» ACTION ITEM
Return exactly those lines of the material that fall between the line with "Target: matador's embroidered jacket" and the final line, both included.

━━━

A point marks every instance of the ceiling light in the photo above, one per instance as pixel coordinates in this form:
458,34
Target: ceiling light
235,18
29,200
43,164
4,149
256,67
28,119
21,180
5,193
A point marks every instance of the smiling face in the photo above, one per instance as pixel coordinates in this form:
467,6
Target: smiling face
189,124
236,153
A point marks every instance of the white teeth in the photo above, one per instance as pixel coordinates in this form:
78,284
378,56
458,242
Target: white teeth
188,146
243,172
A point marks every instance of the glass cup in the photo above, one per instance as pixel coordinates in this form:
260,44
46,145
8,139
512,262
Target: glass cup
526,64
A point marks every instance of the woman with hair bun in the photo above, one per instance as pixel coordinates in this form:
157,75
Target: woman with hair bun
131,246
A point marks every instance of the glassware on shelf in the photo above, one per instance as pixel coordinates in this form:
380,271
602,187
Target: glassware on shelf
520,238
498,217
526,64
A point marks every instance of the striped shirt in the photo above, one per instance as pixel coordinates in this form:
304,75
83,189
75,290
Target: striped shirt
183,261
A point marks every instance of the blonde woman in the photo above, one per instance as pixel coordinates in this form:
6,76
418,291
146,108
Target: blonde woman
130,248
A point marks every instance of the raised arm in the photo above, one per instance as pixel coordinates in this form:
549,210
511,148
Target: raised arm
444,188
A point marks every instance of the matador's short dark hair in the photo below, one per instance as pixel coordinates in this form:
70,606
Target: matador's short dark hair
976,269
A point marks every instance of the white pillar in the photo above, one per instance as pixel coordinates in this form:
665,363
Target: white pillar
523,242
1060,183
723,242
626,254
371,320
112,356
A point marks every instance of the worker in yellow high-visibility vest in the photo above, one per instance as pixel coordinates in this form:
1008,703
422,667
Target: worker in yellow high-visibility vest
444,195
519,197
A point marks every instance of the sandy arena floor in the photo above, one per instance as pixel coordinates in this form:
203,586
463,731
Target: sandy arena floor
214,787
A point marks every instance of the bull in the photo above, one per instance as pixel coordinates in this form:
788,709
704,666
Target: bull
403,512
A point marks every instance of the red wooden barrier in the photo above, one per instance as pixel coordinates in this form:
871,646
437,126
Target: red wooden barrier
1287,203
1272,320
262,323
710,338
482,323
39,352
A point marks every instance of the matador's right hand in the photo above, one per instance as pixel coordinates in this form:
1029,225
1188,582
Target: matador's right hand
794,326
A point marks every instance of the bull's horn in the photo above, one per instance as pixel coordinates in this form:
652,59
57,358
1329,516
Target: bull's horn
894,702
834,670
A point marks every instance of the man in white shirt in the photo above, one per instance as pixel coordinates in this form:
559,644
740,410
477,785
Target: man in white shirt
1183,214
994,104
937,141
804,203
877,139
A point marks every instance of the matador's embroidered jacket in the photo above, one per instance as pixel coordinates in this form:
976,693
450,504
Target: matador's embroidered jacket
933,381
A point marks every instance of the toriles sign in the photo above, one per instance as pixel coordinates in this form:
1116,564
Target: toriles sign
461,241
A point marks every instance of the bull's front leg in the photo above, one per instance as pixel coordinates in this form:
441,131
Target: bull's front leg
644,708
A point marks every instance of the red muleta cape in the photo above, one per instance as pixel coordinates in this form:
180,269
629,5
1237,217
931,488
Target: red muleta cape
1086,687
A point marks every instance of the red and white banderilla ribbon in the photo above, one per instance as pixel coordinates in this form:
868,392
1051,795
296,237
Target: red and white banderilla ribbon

━━━

» RESPONSE
Target: matador's embroidered jacket
933,381
A point marks every instance of the toriles sign in the photo above, one per instance as pixel coordinates in this form:
1116,564
Target: toriles sign
461,241
A point marks every instance of the bull's front leg in the photo above, one per instance as pixel coordinates in this form:
441,131
Target: bull's front leg
644,708
A point marks every instance of the red muleta cape in the photo above, one per instance as pixel coordinates in this form:
180,269
629,5
1237,217
931,488
Target: red muleta cape
1086,687
A point marks every instance of the red and white banderilla ribbon in the photo above, one per instance as pixel coordinates in this form:
868,392
1051,795
296,237
Target: red and white banderilla ribbon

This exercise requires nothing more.